Data rows.
......

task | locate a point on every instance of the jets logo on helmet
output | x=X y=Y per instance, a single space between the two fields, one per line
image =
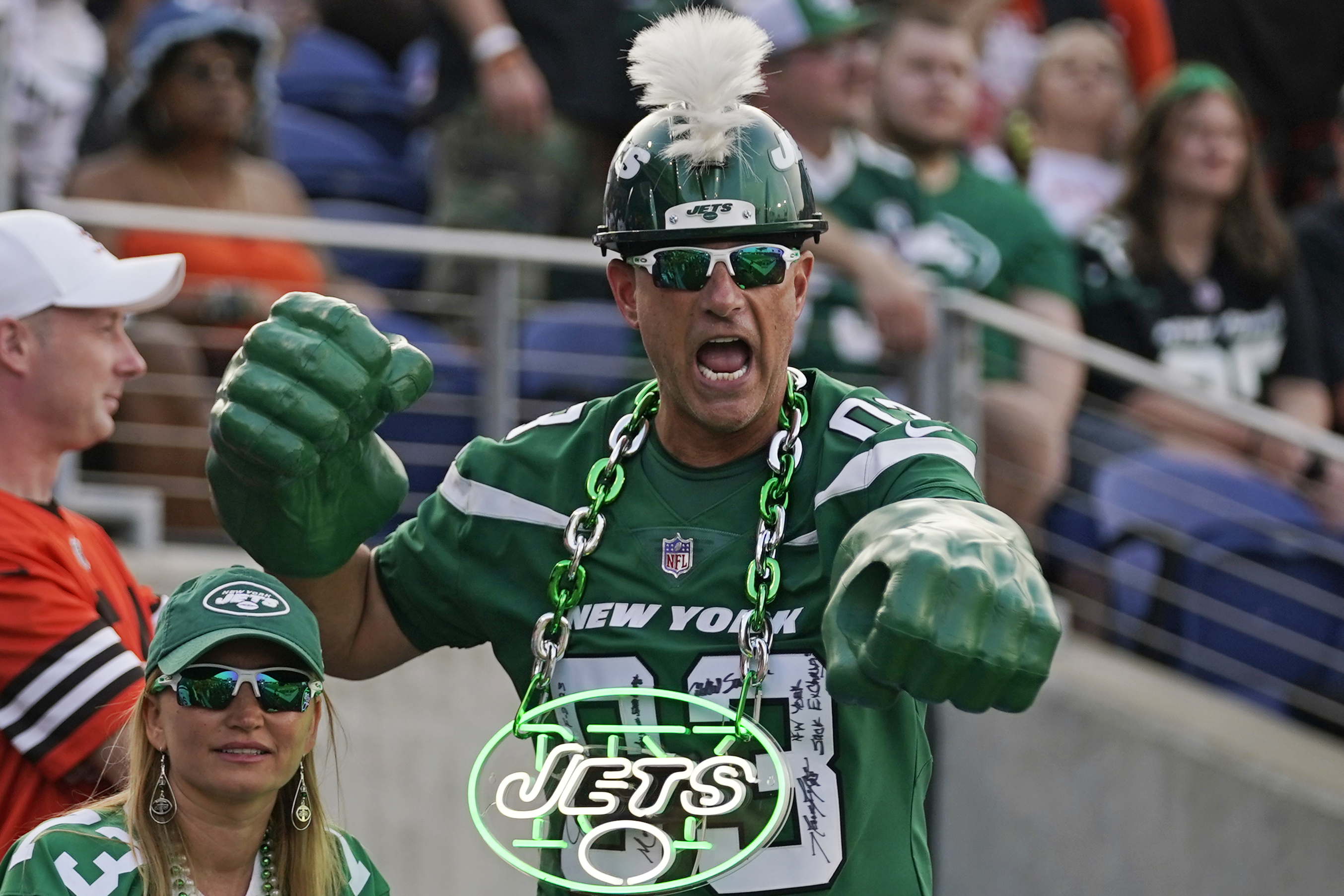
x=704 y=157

......

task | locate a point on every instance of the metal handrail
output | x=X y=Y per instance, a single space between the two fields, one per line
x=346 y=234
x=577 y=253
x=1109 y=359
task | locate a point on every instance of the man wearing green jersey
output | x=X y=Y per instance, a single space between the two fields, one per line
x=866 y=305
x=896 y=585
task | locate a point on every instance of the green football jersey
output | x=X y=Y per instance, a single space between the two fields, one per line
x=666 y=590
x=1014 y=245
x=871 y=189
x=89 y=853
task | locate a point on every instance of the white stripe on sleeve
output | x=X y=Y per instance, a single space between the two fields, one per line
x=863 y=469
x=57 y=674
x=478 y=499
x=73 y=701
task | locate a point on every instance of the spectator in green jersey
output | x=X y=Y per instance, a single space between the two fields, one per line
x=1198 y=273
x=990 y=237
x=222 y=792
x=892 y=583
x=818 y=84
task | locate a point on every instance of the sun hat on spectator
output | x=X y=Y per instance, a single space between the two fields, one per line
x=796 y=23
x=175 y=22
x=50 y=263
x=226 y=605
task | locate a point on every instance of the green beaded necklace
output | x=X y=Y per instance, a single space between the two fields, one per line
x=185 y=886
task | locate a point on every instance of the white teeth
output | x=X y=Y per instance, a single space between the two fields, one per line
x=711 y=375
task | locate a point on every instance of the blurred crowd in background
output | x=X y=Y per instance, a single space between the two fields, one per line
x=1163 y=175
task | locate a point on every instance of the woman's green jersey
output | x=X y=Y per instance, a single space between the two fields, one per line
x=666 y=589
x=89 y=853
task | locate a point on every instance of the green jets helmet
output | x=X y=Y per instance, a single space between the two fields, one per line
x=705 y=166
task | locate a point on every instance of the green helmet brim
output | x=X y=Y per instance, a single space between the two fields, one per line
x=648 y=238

......

What the task requires. Reproduce the lines from the line containing "task | locate a point on every instance of the spectator" up to and including the line containing "x=648 y=238", substituting "fan" for "spectator" and leaving everything else unchanged.

Full solution.
task | locate a point on every instance of the fan in green jersey
output | x=X y=Y per instance, a single space between the two fields, one per line
x=1198 y=273
x=990 y=237
x=222 y=792
x=892 y=583
x=818 y=84
task | locate a point on every instance of the sun hat on fan
output | x=X y=Y per instance, a single space between the two fields, one per line
x=796 y=23
x=175 y=22
x=50 y=263
x=226 y=605
task | locate a point on every instance of the green beaded necklace
output | x=X y=Y per instance, a single space between the two fields, one per line
x=185 y=886
task | locate a point on every instance of the white teeth
output | x=X y=Y per instance, a single space between the two fields, one per line
x=711 y=375
task | locate a point on every instance of the blurred crowd in background
output | x=X y=Y per instance, a single space between the two fields, one per line
x=1163 y=175
task | locate a point on every instance of the woman's green jersey
output | x=X y=Y per instance, a single space between the two fields, one per line
x=666 y=589
x=89 y=853
task | locate a point on every instance of the green jets helmet
output | x=X y=Y per instance, a single space between the two fields, one per line
x=705 y=166
task | locate a point on every instance of the green helmet brim
output | x=X y=Y per instance, a single space between the two fields, one per line
x=648 y=238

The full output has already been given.